> [DATASET EXTRACT]:
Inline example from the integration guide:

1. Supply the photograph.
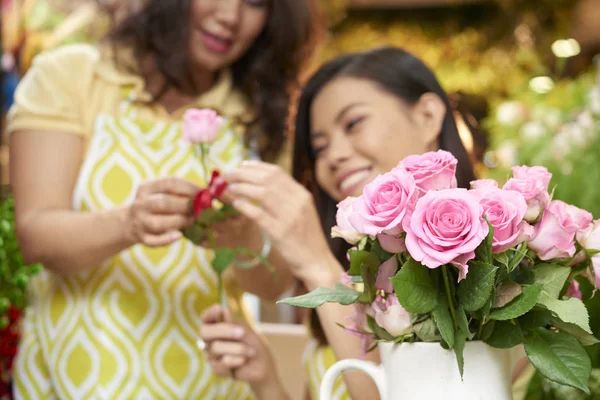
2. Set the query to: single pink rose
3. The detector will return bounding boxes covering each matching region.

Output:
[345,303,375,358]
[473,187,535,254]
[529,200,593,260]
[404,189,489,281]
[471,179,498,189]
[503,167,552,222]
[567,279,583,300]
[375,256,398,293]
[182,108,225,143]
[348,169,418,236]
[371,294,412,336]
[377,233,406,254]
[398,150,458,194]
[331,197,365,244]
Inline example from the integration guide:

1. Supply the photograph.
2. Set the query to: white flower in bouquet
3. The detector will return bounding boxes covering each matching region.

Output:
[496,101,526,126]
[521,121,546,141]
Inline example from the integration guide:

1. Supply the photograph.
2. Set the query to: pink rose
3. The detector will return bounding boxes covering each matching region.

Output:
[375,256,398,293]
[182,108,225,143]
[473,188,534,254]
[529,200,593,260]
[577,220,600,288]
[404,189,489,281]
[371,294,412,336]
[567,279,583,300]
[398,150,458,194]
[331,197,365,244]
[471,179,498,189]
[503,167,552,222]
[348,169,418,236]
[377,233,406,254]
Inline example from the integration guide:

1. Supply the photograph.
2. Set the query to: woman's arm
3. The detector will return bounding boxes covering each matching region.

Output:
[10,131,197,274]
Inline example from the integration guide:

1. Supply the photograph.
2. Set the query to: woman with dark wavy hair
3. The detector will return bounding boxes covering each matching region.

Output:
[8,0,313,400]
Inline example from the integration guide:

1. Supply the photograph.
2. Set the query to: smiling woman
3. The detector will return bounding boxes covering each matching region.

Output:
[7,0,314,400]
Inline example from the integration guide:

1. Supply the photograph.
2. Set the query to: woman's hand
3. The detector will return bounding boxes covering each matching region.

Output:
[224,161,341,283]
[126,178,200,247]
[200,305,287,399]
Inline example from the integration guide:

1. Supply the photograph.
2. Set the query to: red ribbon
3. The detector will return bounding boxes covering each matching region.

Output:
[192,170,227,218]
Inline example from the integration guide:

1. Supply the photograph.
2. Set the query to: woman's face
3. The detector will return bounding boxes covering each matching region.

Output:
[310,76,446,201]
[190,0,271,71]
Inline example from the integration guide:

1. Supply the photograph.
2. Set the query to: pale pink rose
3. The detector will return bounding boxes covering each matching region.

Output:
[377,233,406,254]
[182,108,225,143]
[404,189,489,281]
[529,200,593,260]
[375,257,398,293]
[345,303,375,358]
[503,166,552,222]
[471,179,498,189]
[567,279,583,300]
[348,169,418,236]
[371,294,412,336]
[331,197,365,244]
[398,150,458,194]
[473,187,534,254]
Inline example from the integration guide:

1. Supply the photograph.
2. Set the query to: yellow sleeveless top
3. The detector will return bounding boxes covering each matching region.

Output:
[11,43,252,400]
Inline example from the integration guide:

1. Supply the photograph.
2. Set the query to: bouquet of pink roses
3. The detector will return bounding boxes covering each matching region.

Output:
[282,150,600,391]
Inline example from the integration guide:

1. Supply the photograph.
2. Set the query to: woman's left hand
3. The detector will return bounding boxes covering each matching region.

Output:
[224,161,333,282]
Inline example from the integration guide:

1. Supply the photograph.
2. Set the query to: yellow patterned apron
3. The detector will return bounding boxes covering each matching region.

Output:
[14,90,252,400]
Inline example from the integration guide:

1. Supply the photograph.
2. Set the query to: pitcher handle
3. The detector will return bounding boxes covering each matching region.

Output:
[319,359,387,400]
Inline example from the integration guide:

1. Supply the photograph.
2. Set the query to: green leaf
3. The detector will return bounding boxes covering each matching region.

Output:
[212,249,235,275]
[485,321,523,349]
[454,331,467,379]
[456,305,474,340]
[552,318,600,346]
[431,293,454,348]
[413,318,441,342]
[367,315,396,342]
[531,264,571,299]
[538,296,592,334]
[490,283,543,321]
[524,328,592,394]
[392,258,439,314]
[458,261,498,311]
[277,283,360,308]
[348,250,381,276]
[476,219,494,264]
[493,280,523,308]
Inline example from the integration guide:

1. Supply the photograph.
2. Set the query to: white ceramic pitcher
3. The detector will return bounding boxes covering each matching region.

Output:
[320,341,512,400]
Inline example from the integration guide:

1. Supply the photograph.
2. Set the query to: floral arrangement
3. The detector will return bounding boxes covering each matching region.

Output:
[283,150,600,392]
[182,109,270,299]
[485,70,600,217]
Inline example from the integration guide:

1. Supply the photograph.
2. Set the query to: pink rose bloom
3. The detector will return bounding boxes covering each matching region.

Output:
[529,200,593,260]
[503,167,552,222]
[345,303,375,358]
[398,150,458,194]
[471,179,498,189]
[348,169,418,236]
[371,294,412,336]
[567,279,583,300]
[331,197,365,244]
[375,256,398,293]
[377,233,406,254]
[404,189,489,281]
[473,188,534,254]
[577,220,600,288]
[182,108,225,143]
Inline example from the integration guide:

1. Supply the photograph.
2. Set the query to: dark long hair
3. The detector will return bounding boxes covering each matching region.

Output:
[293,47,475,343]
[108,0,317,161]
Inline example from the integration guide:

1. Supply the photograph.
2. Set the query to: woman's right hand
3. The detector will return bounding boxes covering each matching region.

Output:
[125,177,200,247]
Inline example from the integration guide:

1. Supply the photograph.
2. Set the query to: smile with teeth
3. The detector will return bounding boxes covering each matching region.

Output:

> [WHAT IS BEING ASKED]: Can you give back the lines starting with the very first one and going on through the line with "[10,131,197,274]", switching "photograph" to "image" and leaving everything else unchanged? Leave the pictures out of your answer.

> [FINAL RESULT]:
Inline example from the integration guide:

1. Supply the image.
2. Set the query to: single pink rose
3. The detector will return bounding boxes covering each matching region.

Output:
[345,303,375,358]
[473,187,535,254]
[529,200,593,260]
[404,189,489,281]
[471,179,498,189]
[503,167,552,222]
[567,279,583,300]
[375,256,398,293]
[182,108,225,143]
[348,169,418,236]
[371,294,412,336]
[377,233,406,254]
[398,150,458,194]
[331,197,365,244]
Inline example from the integration guide:

1. Supply the image.
2. Set the query to: white flower in bouquet
3. The detector will return bounding boxes covering each matching region.

Output:
[496,101,526,126]
[521,121,546,141]
Inline example from the integration guide:

1. Supply the image.
2. Set the query to: pink rose
3. The detector will return bounding boxes covering each matching region.

Output:
[375,256,398,293]
[182,108,225,143]
[473,188,534,254]
[529,200,593,260]
[577,220,600,288]
[404,189,489,281]
[371,294,412,336]
[567,279,583,300]
[398,150,458,194]
[331,197,365,244]
[471,179,498,189]
[503,167,552,222]
[348,169,418,236]
[377,233,406,254]
Inline example from the integration guide:

1. Supply the image.
2. Set the query to: woman's arm
3. The detector will return bounding boxes covering each matching region.

Output:
[10,131,197,274]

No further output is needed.